▶ **EXERCISE DETAILS**:
Collect every line below that contains the string "sleeve", and copy each one out in full.

Object point labels:
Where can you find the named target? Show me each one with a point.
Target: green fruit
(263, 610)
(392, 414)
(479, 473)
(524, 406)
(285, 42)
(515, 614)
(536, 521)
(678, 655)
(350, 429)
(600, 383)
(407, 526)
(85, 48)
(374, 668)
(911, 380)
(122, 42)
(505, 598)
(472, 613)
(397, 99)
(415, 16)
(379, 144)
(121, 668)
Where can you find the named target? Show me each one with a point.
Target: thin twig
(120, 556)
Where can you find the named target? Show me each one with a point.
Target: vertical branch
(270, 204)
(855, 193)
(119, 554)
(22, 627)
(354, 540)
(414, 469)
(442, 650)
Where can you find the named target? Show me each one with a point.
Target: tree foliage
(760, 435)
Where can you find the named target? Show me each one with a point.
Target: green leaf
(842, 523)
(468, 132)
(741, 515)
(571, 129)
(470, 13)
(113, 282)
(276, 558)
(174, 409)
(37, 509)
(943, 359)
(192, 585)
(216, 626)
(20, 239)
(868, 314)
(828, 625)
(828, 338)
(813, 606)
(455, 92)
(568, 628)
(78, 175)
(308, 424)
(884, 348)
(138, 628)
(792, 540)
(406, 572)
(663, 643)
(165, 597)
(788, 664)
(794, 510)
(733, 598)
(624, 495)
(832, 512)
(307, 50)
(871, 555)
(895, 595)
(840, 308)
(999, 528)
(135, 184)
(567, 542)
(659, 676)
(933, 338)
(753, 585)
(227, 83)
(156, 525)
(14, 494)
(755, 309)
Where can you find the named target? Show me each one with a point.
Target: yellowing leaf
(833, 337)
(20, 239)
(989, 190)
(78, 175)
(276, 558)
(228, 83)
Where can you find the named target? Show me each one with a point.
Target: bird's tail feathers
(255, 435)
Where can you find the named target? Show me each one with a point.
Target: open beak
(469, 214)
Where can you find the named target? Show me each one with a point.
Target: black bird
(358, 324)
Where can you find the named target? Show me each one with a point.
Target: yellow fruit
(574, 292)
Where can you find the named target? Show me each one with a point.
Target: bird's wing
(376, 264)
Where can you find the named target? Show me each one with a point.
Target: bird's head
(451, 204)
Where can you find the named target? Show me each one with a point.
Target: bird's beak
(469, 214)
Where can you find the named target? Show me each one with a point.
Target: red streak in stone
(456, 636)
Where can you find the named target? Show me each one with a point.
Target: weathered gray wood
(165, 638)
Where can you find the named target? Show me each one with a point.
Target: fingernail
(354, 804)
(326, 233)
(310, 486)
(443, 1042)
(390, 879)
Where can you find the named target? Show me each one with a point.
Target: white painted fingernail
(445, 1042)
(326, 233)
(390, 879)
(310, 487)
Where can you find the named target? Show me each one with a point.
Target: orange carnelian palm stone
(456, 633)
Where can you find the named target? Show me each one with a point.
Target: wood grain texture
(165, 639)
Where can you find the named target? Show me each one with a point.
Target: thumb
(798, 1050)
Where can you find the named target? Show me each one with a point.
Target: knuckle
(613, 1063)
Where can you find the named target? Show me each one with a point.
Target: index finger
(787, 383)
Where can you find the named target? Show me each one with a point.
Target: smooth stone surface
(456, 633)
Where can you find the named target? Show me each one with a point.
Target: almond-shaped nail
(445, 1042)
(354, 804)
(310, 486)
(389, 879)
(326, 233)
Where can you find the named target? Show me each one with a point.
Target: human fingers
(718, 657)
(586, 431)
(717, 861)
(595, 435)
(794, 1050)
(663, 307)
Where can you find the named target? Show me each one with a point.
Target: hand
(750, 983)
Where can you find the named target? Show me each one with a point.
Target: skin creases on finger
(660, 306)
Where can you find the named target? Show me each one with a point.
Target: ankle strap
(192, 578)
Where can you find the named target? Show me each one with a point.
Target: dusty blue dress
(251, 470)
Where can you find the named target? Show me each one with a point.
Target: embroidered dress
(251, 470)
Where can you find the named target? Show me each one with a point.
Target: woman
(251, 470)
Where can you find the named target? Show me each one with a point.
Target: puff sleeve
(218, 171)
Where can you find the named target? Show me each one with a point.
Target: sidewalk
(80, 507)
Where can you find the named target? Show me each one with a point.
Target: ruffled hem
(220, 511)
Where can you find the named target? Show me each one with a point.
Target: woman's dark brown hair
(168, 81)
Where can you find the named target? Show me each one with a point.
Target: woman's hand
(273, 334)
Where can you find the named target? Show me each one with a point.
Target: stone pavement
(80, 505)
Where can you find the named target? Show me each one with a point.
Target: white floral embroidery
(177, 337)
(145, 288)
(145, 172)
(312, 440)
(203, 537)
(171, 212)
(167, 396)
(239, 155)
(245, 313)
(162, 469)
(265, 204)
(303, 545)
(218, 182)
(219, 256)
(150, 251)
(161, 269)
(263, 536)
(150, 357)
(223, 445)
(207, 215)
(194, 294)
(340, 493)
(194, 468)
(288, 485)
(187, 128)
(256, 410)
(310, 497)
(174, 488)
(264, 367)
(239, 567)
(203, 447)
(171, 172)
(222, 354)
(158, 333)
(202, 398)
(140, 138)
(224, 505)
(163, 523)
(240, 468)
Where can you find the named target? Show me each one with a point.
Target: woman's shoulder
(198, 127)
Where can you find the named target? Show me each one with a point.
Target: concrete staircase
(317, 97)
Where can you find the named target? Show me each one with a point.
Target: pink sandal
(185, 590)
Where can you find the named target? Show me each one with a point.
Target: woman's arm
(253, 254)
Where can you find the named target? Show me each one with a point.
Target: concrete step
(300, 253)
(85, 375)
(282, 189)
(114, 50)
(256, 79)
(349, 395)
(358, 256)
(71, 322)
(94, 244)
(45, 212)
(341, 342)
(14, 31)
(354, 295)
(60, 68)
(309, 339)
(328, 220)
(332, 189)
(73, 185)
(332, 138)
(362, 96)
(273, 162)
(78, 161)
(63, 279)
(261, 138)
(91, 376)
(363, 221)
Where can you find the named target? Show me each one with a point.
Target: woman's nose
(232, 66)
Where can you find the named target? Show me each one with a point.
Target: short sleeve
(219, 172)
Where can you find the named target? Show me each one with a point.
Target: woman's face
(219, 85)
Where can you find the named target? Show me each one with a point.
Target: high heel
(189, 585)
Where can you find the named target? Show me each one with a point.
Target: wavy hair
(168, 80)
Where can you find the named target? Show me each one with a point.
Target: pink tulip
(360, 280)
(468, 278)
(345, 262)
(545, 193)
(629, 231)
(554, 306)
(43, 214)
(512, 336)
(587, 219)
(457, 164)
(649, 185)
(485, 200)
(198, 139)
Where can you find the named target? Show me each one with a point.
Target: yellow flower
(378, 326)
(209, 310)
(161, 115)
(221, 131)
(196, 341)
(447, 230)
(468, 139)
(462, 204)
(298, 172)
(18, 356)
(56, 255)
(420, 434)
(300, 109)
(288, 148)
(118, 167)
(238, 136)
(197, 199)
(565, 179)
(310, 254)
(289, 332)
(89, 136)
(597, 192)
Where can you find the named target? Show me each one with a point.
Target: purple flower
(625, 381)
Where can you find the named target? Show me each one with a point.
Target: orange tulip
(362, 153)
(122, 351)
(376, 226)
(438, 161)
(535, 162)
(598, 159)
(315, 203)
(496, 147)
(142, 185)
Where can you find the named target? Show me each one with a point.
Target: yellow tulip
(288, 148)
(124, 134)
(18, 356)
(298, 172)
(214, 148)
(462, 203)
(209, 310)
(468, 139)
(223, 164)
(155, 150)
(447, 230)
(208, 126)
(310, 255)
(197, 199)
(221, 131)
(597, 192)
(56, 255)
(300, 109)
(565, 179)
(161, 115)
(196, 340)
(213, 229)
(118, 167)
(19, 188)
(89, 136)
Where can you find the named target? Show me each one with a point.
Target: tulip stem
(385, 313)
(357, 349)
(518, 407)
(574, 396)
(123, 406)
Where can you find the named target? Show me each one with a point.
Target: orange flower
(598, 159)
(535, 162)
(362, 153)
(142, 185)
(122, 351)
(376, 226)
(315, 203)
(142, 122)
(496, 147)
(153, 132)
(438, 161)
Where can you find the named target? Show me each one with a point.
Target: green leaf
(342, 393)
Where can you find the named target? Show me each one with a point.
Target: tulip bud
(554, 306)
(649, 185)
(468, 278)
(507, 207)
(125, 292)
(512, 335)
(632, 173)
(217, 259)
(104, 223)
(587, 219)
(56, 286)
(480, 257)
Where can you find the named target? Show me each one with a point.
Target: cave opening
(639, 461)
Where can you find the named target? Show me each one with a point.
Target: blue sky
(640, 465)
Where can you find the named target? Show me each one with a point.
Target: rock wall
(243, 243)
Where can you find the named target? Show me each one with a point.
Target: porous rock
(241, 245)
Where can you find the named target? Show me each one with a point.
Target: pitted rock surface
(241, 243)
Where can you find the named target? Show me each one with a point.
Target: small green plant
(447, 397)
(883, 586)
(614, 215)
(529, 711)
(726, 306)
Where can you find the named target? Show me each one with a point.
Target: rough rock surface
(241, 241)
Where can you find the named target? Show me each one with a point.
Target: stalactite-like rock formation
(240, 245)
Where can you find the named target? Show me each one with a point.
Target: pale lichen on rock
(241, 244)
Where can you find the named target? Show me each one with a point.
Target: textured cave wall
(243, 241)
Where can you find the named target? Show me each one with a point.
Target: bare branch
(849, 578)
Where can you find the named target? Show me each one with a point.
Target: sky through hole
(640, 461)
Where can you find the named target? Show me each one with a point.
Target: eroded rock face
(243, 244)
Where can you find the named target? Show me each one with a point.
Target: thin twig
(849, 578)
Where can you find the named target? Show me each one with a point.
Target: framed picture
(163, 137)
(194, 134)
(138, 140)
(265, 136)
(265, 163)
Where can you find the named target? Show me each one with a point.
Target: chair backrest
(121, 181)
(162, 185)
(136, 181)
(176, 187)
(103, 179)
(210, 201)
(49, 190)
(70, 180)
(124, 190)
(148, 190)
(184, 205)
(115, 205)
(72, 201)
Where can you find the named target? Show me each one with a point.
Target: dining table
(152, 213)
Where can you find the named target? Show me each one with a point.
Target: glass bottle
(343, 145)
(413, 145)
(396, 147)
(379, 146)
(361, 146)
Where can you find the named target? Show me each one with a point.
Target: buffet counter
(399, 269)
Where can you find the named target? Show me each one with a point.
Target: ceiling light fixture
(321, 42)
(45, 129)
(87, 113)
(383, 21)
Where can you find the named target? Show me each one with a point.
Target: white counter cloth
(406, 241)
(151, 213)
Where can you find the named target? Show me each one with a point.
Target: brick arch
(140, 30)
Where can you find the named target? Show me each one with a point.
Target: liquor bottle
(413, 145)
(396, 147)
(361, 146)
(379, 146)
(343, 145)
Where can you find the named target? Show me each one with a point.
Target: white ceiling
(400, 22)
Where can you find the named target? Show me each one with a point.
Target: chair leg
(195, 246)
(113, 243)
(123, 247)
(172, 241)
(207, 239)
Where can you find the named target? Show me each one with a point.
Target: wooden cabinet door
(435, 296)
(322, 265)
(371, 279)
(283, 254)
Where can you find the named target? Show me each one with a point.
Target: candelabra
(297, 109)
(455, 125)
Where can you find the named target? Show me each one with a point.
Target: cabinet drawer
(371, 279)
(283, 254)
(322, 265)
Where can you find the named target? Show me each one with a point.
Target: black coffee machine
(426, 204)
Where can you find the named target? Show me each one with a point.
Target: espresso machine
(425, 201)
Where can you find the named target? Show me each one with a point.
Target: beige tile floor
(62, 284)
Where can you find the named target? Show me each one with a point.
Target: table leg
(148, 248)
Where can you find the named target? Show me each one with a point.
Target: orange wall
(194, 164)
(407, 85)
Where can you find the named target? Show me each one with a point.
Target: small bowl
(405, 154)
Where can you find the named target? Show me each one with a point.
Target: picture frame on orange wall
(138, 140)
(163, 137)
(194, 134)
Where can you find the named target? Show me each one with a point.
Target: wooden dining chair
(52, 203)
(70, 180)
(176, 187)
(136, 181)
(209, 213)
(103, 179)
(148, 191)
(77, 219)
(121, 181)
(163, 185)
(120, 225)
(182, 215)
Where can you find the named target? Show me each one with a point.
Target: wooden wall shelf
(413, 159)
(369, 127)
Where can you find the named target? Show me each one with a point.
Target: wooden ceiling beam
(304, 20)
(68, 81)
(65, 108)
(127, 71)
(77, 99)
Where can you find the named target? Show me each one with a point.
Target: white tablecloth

▶ **PROBLEM SOLUTION**:
Target: puff sleeve
Target: short sleeve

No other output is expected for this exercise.